- _DOCUMENT TEXT_:

•••••

Additionally, to support our observation, we also adapt the feature-extractor module in the best baseline, Diversify, and assess its performance across three human activity recognition datasets (refer to Table 2 in the manuscript). Below, we present a snippet of the results, **which consistently indicate that RevIN does not yield significant improvements for domain-generalizable classification tasks in such applications**. We will make dedicated revisions in the results section (Section 3.1) and integrate these supplementary experiments.
| | Dataset | | |WISDM | | | | |HHAR | | | | |UCIHAR | | | |
|-- |-------------------|------- |----- |----- |----- |------- |----- |----- |----- |------ |----- |----- |----- |------ |------ |---- |----------- |
| | **Target** |**1**|**2**|**3**|**4**|**Avg.**|**1**|**2**|**3**|**4**|**Avg.**|**1**|**2**|**3**|**4**|**Avg.**|**Overall Avg.**|
|I | Diversify + RevIN*| 0.83 | 0.79 | 0.84 | 0.83 | 0.82 | 0.70 | 0.79 | 0.88 | 0.62 | 0.75 | 0.88 | 0.88 | 0.76 | 0.87 | 0.85 | 0.81 |
|II | Diversify | 0.82 | 0.82 | 0.84 | 0.81 | 0.82 | 0.82 | 0.76 | 0.82 | 0.68 | 0.77 | 0.89 | 0.84 | 0.93 | 0.90 | 0.89 | 0.83 |
|III| Ours + RevIN* | 0.86 | 0.85 | 0.84 | 0.84 | 0.85 | 0.82 | 0.82 | 0.92 | 0.85 | 0.85 | 0.96 | 0.90 | 0.93 | 0.97 | 0.94 | 0.88 |
|IV | Ours | 0.86 | 0.85 | 0.85 | 0.82 | 0.85 | 0.83 | 0.83 | 0.94 | 0.88 | 0.87 | 0.96 | 0.91 | 0.95 | 0.97 | 0.95 | 0.89 |
We would like to highlight that the experiments on RevIN with PhASER for the Sleep-stage classification and Gesture Recognition datasets are presented in Table 13 and Table 14 of the Appendix, respectively. The reason why we didn't put them in the main text is to save space.
> 4. Regarding the results analysis in Figures 3.1 and 3.2, can there be further explanations on why certain models perform well while others perform poorly?
Since we don't have Figures 3.1 and 3.2. We provide an explanation to the best of our interpretation of this question as follows. If our interpretation here is inconsistent with your initial intention for this question, please inform us and we can provide further answers.

•••••

- _INFORMATION SUPPLIED_:
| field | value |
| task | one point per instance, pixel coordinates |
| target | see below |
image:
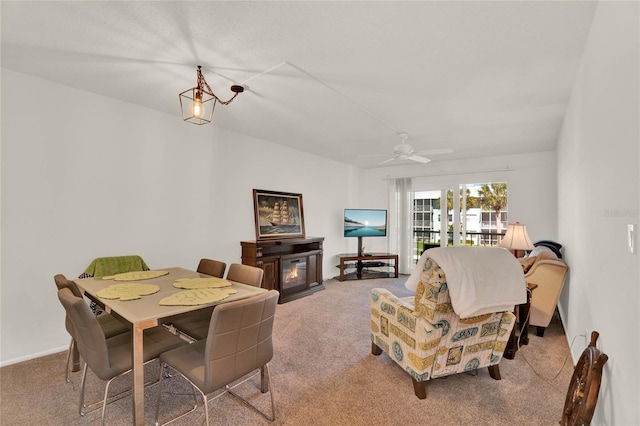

•••••

- _EXERCISE TASK A_: Condense the paragraph of the author response beginning "Additionally, to support our observation" into a short bulleted list that keeps its main facts.
- _EXERCISE TASK B_:
State whether each statement agrees with the author response, answering yes or no and quoting the deciding words.
(i) The RevIN experiments with PhASER on the Sleep-stage classification and Gesture Recognition datasets appear in the Appendix.
(ii) The adapted Diversify module was assessed on four human activity recognition datasets.
(iii) The Sleep-stage and Gesture Recognition experiments were kept out of the main text because of space.
The material that accompanies this author response has no connection to it.

- _FULL RESPONSE A_:
- The feature-extractor module in the best baseline, Diversify, was adapted and assessed on three human activity recognition datasets (Table 2 in the manuscript).
- The results consistently indicate that RevIN does not yield significant improvements for domain-generalizable classification tasks in such applications.
- The results section (Section 3.1) will be revised to integrate these supplementary experiments.

- _FULL RESPONSE B_:
(i) Yes: "are presented in Table 13 and Table 14 of the Appendix, respectively"
(ii) No: "assess its performance across three human activity recognition datasets"
(iii) Yes: "The reason why we didn't put them in the main text is to save space."